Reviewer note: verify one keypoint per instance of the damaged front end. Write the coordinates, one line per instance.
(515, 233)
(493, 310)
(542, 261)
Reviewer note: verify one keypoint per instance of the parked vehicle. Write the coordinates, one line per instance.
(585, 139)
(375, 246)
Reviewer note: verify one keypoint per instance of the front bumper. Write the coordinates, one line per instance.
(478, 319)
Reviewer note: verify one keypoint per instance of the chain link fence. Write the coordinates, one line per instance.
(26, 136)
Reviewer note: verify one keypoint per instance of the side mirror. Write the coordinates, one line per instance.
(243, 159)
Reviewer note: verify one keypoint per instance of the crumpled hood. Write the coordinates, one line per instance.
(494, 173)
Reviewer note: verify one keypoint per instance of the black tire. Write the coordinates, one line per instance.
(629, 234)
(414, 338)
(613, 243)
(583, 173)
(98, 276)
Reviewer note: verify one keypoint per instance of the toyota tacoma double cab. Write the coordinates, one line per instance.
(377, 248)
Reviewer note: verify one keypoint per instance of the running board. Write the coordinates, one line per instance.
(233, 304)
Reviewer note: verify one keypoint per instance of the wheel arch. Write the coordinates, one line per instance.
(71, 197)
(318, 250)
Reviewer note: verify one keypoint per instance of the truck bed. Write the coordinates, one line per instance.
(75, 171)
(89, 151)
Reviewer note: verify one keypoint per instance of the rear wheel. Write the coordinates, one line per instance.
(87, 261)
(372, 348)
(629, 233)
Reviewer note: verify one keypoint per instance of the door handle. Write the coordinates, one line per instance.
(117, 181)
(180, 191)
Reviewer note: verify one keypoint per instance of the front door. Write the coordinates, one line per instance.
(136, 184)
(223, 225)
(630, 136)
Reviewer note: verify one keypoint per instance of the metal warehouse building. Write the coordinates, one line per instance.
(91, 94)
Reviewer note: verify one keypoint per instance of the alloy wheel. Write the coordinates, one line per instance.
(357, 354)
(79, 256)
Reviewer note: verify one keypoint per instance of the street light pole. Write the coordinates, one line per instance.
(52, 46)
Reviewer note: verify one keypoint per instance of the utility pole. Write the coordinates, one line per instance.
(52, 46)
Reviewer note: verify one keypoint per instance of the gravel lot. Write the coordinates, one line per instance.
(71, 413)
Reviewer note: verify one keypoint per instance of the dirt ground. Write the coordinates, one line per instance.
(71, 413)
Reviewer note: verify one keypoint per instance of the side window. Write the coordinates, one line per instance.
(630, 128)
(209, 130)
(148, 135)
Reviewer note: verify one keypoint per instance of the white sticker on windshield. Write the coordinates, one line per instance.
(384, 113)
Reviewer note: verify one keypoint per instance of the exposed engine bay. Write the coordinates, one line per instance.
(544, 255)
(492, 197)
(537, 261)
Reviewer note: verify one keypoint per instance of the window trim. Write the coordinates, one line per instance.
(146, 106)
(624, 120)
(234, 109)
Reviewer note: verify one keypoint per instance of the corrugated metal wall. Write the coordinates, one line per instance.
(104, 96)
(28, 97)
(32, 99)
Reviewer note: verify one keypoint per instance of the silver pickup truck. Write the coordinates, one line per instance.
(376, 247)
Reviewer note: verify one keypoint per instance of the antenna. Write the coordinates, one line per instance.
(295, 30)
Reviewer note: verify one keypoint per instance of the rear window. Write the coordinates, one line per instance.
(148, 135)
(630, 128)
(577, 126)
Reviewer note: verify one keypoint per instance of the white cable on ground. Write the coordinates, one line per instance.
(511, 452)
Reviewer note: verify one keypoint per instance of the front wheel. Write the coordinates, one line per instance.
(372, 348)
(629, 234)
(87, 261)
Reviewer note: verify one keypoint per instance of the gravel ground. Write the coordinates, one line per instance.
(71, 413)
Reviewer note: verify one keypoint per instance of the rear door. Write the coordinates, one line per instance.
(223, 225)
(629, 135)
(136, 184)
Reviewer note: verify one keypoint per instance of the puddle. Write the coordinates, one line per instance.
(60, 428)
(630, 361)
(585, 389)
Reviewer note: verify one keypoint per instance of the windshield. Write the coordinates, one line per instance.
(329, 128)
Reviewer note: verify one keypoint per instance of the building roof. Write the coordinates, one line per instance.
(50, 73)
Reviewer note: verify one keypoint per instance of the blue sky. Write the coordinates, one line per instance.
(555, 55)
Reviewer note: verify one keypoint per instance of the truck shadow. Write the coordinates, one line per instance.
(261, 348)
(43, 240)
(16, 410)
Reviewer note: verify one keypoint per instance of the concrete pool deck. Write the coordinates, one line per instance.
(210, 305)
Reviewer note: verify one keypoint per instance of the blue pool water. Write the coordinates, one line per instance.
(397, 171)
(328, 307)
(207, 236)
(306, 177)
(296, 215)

• _THE TASK_
Retype every entry above, word for word.

• _FINAL RESULT_
Reviewer note: verify one keypoint per instance of the damaged front end. Write the coordinates, one line per instance.
(515, 233)
(493, 310)
(542, 261)
Reviewer note: verify one keypoint per instance of the parked vehicle. Write the coordinates, one line per instance.
(585, 139)
(375, 246)
Reviewer note: verify one keypoint per instance of the front bumper. Write the coordinates, one line per instance.
(478, 319)
Reviewer note: verify one keypoint per instance of the chain link fence. Write the coordinates, one line per instance.
(26, 136)
Reviewer note: verify one keypoint per instance of the side mirror. Write the coordinates, one line per instance.
(243, 159)
Reviewer note: verify one keypoint per instance of the crumpled hood. Write the coordinates, one line per instance.
(494, 173)
Reviewer note: verify one keypoint per instance of the black tire. Write the coordinates, one line per instance.
(629, 234)
(414, 338)
(613, 243)
(583, 173)
(98, 276)
Reviewer note: verify one keypoint per instance of the toyota tacoma double cab. Write the coordinates, one line per instance.
(377, 248)
Reviewer note: verify one keypoint per instance of the running board. Write the coordinates, one line per instance.
(233, 304)
Reviewer note: verify one keypoint per instance of the wheel arch. Write the coordinates, one line per instance.
(71, 197)
(318, 250)
Reviewer note: verify one keypoint per instance of the truck bed. Write the coordinates, one line per instance.
(75, 171)
(89, 151)
Reviewer note: verify one keypoint per instance of the rear wheel. Write the coordinates, one line per instance.
(87, 261)
(372, 348)
(629, 233)
Reviewer note: verify one keypoint per instance of the door handle. Write the coordinates, one line per instance.
(117, 181)
(180, 191)
Reviewer note: verify one keypoint per instance of the front door. Write the coordinates, one line per instance.
(136, 184)
(223, 225)
(630, 136)
Reviewer note: verify one keypoint per instance of the metal warehouse building. Write the coordinates, one line per instance.
(91, 94)
Reviewer note: verify one keypoint per instance of the alloy wheel. Write the coordinates, one line per instance.
(357, 354)
(79, 256)
Reviewer note: verify one keypoint per instance of the street light pole. Write the coordinates, one line per instance.
(52, 46)
Reviewer note: verify one keypoint per instance of the utility pole. Write the coordinates, one line per instance.
(52, 46)
Reviewer note: verify one keypoint per instance of the gravel lot. Write the coordinates, one line per instance.
(71, 413)
Reviewer note: verify one keypoint per instance of the dirt ground. Write the coordinates, one line per instance.
(71, 413)
Reviewer note: verify one keypoint per instance of the side window. Write the coordinates, one line per instance.
(630, 128)
(209, 130)
(148, 135)
Reviewer note: verify one keypoint per instance of the white sticker on windshield. Write the coordinates, one line per instance.
(384, 113)
Reviewer note: verify one keypoint per instance of the exposed engine bay. Write the coordinates, one line per instance.
(544, 255)
(492, 197)
(537, 261)
Reviewer note: verify one keypoint per instance of the window trim. Write the coordinates, one line per instance.
(146, 106)
(624, 120)
(234, 109)
Reviewer note: verify one keypoint per instance of the corrugated metal wall. Write the coordinates, one line per instance.
(104, 96)
(28, 97)
(32, 99)
Reviewer note: verify one keypoint per instance of the silver pickup truck. Write the coordinates, one line per instance.
(376, 247)
Reviewer note: verify one keypoint per instance of the antenna. Write the coordinates, one line per instance.
(295, 30)
Reviewer note: verify one keypoint per instance of the rear window. Write the coordinates, one line per instance.
(148, 135)
(630, 128)
(577, 126)
Reviewer note: verify one keypoint per instance of the white cable on ground. Write the coordinates, one line per instance.
(511, 452)
Reviewer note: verify one keypoint per instance of the front wheel. Write the coordinates, one line per instance.
(372, 348)
(629, 234)
(87, 261)
Reviewer note: verify one keypoint per instance of the gravel ground. Write the coordinates, one line per instance.
(71, 413)
Reviewer note: verify one keypoint per instance of the rear door. Write the coordinates, one line per instance.
(223, 225)
(629, 135)
(136, 184)
Reviewer note: verify one keypoint per instance of the puddle. Write the coordinates, one line per instance.
(60, 428)
(630, 361)
(585, 389)
Reviewer note: verify one keypoint per instance of the windshield. Write the coordinates, one line per instance.
(329, 128)
Reviewer note: verify one keypoint per instance of the building roof. Write the coordinates, one line per instance.
(50, 73)
Reviewer note: verify one keypoint per instance of the blue sky. Write the coordinates, one line per instance.
(555, 55)
Reviewer note: verify one keypoint per instance of the truck shadow. Write the coordinates, one line per instance.
(261, 348)
(43, 240)
(16, 410)
Reviewer note: verify one keypoint per instance of the concrete pool deck. Write the coordinates, one line per instance.
(210, 305)
Reviewer note: verify one keypoint per instance of the blue pool water. Write the coordinates, one line per instance.
(397, 171)
(328, 307)
(207, 236)
(306, 177)
(296, 215)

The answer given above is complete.